== Given problem A ==
In the childhood cigarette story below, list every amount of money it mentions.
>> BEGIN Excerpt to read
The first time I smoked a cigarette, I inhaled. After I stopped coughing and wiped the tears from my eyes, I inhaled again. That’s what seven-year-old children do. Or at least, that’s what my seven-year-old self did. I have a strong compulsion to finish what I start; something I learned at the dinner table. (See here for that story.) Some people think I am persistent; some think I am stupid. I try to see both sides of an issue, so I agree with both.

Although I received a 25-cent weekly allowance, it didn’t usually last very long. To feed our addiction to chocolate, my best friend, Terry B., and I collected coke bottles to redeem for cash. At one or two cents a bottle, we needed just a few to buy a five-cent candy bar. That’s why I cannot speak too highly of chocolate; it made me the recycler that I am today. Persistent, with fluffy hips.

Terry and I were regulars at the local convenience store. I think it was a 7-Eleven, but it could have been a Circle-K. (Ask my sister, she’s the keeper of memories in the family.) At some point, we decided to buy some cigarettes. As impossible as it sounds today, back then children could run to the store to buy cigarettes for their folks. We either pooled our allowances or saved up coke bottle money because we had enough money for a pack. At that time, probably around 25 cents.
>> END Excerpt to read
>> BEGIN Data provided
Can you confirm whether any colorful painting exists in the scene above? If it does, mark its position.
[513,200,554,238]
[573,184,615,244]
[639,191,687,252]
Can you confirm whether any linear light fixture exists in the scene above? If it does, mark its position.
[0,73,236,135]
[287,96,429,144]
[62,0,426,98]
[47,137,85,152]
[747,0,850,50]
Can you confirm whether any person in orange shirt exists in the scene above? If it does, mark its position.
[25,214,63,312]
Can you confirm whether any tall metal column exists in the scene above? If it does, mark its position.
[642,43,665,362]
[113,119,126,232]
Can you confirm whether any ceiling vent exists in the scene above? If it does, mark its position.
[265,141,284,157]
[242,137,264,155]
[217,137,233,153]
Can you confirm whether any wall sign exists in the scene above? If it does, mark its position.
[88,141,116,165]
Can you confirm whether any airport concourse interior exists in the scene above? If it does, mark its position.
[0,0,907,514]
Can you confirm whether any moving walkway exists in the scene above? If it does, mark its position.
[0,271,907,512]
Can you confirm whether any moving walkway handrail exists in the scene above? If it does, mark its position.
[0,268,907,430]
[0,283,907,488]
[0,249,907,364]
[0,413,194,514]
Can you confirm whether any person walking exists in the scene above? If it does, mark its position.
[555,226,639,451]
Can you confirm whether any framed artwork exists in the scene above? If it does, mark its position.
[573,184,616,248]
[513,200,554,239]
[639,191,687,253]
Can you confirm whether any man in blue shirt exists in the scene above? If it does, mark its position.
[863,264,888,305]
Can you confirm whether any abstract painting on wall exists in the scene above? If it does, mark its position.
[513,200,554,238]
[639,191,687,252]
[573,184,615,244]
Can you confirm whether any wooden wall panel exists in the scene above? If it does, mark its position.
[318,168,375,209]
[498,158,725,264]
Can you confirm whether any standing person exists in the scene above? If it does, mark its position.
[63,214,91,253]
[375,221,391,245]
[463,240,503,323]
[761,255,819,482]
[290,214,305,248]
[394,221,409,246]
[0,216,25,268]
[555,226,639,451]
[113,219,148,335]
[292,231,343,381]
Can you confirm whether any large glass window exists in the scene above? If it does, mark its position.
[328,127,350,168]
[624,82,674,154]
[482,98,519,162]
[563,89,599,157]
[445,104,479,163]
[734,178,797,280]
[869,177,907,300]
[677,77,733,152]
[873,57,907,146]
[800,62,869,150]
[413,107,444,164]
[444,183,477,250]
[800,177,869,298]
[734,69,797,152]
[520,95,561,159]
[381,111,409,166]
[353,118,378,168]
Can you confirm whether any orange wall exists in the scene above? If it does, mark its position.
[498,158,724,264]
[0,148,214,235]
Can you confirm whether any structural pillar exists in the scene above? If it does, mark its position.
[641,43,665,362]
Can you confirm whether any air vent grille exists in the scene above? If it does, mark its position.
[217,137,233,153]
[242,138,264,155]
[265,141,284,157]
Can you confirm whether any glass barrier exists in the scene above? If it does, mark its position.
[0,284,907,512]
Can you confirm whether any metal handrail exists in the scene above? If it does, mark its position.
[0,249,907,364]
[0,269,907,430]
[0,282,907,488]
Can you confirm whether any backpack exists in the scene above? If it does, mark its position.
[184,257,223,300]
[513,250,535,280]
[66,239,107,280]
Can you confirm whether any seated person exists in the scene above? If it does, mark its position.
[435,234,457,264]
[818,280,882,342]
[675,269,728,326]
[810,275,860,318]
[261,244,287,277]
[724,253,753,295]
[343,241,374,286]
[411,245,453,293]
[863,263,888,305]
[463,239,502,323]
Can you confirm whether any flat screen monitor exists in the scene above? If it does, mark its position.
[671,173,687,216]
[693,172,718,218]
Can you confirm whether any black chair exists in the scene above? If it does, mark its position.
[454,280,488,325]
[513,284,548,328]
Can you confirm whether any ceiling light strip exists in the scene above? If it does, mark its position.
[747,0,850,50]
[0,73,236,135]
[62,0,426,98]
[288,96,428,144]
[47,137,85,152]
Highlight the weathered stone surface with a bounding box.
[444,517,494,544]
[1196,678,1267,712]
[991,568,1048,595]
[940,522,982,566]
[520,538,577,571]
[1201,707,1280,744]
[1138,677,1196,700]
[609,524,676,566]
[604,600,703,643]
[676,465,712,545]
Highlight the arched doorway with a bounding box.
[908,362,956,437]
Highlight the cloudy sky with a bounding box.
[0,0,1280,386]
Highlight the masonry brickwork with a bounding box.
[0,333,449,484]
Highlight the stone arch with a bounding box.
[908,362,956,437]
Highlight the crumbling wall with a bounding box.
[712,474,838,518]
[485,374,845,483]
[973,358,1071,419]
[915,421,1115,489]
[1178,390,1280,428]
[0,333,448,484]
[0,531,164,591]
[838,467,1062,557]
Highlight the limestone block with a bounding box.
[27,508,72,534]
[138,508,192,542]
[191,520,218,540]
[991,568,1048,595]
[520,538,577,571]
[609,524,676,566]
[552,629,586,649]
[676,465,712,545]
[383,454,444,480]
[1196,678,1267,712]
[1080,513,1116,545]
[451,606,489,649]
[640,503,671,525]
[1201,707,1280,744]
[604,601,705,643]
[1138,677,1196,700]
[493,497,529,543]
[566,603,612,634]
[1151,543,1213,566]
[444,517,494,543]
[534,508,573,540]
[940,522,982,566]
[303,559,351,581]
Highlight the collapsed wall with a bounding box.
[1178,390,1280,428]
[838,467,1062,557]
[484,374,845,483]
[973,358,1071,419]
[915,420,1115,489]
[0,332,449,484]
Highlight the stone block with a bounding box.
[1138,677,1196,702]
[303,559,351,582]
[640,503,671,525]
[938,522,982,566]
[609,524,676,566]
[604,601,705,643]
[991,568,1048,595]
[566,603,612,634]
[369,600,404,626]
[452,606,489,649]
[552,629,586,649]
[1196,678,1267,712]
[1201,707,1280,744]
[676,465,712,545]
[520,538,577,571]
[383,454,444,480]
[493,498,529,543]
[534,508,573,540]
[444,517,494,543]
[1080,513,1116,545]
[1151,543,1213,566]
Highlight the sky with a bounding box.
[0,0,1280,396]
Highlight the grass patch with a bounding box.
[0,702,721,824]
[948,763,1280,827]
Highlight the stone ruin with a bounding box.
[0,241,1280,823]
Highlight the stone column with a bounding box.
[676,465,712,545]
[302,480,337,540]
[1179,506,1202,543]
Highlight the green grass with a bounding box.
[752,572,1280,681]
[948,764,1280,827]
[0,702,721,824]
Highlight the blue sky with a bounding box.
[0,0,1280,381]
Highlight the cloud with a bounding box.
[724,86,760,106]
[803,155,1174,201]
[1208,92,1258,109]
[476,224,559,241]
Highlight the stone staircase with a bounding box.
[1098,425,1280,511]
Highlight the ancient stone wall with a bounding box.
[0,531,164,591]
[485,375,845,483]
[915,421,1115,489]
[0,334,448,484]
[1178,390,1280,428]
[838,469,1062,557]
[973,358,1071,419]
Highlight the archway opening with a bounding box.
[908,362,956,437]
>> END Data provided
== Given problem B ==
Identify every line in the records that contains the word "shirt", and copy each of those lines.

== Expected answer A ==
25-cent weekly allowance
one or two cents a bottle
five-cent candy bar
around 25 cents for a pack

== Expected answer B ==
Can you confirm whether any person in orange shirt exists in the scene above? If it does, mark its position.
Can you confirm whether any man in blue shirt exists in the scene above? If it does, mark its position.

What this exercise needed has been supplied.